■ Given passage ■
= = = = = = =
|Endoscopic view of the lung
The chest cavity contains the heart, lungs, airways, thymus, esophagus, great vessels, and lymphatics. Diseases of the chest, which affect these structures, are extensive and include: esophageal reflux, esophageal cancer, lung cancer, chronic lung infections, diseases of the pleura, thoracic outlet syndrome, and hyperhidrosis (excessive sweating).
Lung cancer remains the leading cause of cancer death in the United States in both men and women. Lung cancer usually affects people between 45 and 75 years old. Cigarette smoking is the most common risk factor. Other risk factors for lung cancer include exposure to asbestos, second hand smoke exposure, radiation, and other toxin exposures.
Symptoms can include cough, pneumonia, chest pain, and shortness of breath. Unfortunately when lung cancers become symptomatic, they are usually in advanced stages.
A simple chest x-ray can detect larger lung masses, however a chest CT scan is the most sensitive for detecting smaller lung lesions. The presence of a lung mass does not always mean cancer, as a matter of fact a majority of lung lesions found incidentally, are benign. If a lung mass appears suspicious, then the next step would be a biopsy to obtain a diagnosis. A biopsy can be obtained with a needle or surgery to obtain a tissue specimen.
The treatment of lung cancer may be surgical resection, radiation, chemotherapy, or a combination of treatments. The ability to remove a cancer surgically will depend on the size of the tumor, location of the tumor, and any underlying lung and breathing problems.
= = = = = = =
■ Information given ■
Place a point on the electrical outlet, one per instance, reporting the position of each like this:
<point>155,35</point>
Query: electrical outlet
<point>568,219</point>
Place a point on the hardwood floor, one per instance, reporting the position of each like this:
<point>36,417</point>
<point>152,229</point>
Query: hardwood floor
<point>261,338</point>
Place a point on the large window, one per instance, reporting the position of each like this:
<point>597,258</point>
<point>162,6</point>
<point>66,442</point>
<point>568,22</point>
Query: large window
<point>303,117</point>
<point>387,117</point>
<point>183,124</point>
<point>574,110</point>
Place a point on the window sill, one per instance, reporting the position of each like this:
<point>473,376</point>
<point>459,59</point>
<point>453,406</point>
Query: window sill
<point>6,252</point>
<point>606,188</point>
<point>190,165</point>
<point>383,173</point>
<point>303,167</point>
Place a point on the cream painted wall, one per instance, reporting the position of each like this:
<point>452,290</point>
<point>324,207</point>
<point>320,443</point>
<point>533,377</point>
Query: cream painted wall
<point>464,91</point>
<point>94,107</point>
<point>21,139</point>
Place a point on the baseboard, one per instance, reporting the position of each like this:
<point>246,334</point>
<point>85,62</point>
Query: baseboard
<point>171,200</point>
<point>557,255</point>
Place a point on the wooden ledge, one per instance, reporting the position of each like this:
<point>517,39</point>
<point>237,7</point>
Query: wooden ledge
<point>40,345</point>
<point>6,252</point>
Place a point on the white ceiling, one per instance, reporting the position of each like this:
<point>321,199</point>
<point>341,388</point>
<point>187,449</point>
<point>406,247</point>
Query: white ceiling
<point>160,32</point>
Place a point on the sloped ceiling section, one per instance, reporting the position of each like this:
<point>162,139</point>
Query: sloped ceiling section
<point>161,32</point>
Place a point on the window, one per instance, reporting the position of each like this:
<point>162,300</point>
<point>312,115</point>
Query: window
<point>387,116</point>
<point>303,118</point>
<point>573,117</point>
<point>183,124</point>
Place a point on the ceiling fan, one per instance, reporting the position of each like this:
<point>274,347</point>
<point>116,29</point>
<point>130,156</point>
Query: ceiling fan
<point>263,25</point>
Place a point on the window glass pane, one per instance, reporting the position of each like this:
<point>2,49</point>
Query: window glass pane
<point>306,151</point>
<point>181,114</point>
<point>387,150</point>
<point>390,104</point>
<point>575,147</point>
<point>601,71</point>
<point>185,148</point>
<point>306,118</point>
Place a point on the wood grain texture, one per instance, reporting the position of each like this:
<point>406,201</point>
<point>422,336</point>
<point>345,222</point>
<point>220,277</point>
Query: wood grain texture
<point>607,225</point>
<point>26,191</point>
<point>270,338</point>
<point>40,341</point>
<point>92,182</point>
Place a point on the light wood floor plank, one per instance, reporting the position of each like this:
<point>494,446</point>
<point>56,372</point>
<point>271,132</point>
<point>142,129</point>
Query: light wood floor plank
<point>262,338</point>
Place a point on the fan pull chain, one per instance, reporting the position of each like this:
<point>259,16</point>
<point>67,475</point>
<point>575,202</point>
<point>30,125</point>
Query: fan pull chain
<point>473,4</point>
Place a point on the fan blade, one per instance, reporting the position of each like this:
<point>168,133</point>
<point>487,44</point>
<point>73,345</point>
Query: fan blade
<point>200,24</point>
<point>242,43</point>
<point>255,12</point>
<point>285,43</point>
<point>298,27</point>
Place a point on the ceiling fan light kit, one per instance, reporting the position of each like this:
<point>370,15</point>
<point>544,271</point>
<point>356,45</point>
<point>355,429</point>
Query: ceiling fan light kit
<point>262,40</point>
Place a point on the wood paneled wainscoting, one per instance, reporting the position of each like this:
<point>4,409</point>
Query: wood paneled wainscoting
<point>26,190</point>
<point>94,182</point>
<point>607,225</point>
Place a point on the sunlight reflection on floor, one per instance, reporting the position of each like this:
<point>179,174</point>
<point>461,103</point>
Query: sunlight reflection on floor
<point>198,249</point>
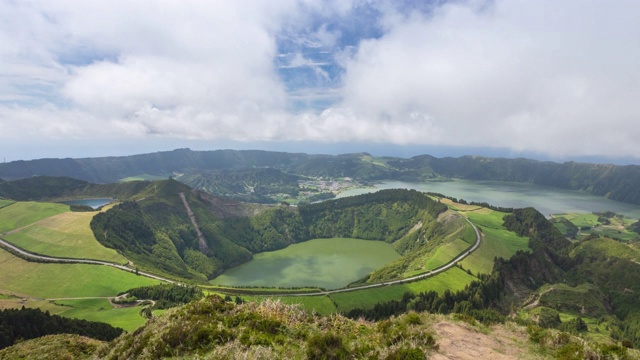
= = = = = = =
■ What is expected ■
Which test does the text on chest diseases name as the most sensitive for detecting smaller lung lesions?

■ Answer to this problem ■
A chest CT scan.